MATERIAL SHOWN below:

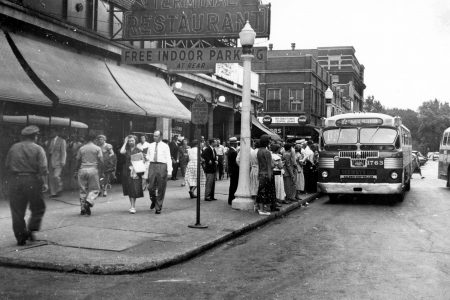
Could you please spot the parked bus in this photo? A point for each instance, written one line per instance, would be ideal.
(444, 157)
(365, 153)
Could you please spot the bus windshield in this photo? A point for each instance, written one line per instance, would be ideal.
(341, 136)
(377, 135)
(372, 135)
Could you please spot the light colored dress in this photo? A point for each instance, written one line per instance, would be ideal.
(191, 170)
(279, 182)
(254, 169)
(300, 180)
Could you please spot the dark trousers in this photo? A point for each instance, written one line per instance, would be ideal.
(24, 190)
(157, 182)
(174, 170)
(220, 166)
(210, 185)
(234, 179)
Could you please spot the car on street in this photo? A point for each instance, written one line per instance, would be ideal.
(422, 158)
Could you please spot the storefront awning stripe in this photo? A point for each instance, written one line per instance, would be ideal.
(15, 84)
(76, 79)
(149, 92)
(263, 128)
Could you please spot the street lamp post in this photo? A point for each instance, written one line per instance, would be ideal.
(243, 198)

End of MATERIAL SHOWN.

▶ [EXERCISE BRIEF] If an entry above holds a picture, leave that picture out and print the rest exactly.

▶ [EXERCISE SOLUTION]
Could you please spot the parked bus in this photo? A point for each instance, written one line per instance, would be ideal.
(444, 157)
(365, 153)
Could you please spot the bus windshield in this photo? A point for each instance, written one line per instance, would be ideal.
(341, 136)
(377, 135)
(372, 135)
Could you please spot the light colored dress in this photo? A point for each instance, written one line per instance, would be ideal.
(191, 170)
(279, 182)
(254, 169)
(300, 180)
Could you please spot the dark trousers in this photo? A point for each instance, written one line per instance, would be ideal.
(24, 190)
(157, 182)
(174, 170)
(220, 166)
(210, 185)
(234, 179)
Could you please spot the car on street in this photo? A point for each instance, written one line per instance, would be ideal.
(422, 158)
Could you please spot the storefront awning stripe in this photo? A point for each instance, written one line per instance, would be ideal.
(15, 84)
(76, 79)
(149, 92)
(263, 128)
Could you please spot the street lamp post in this photo? A point for each instance, written one line per instance, would be ideal.
(243, 198)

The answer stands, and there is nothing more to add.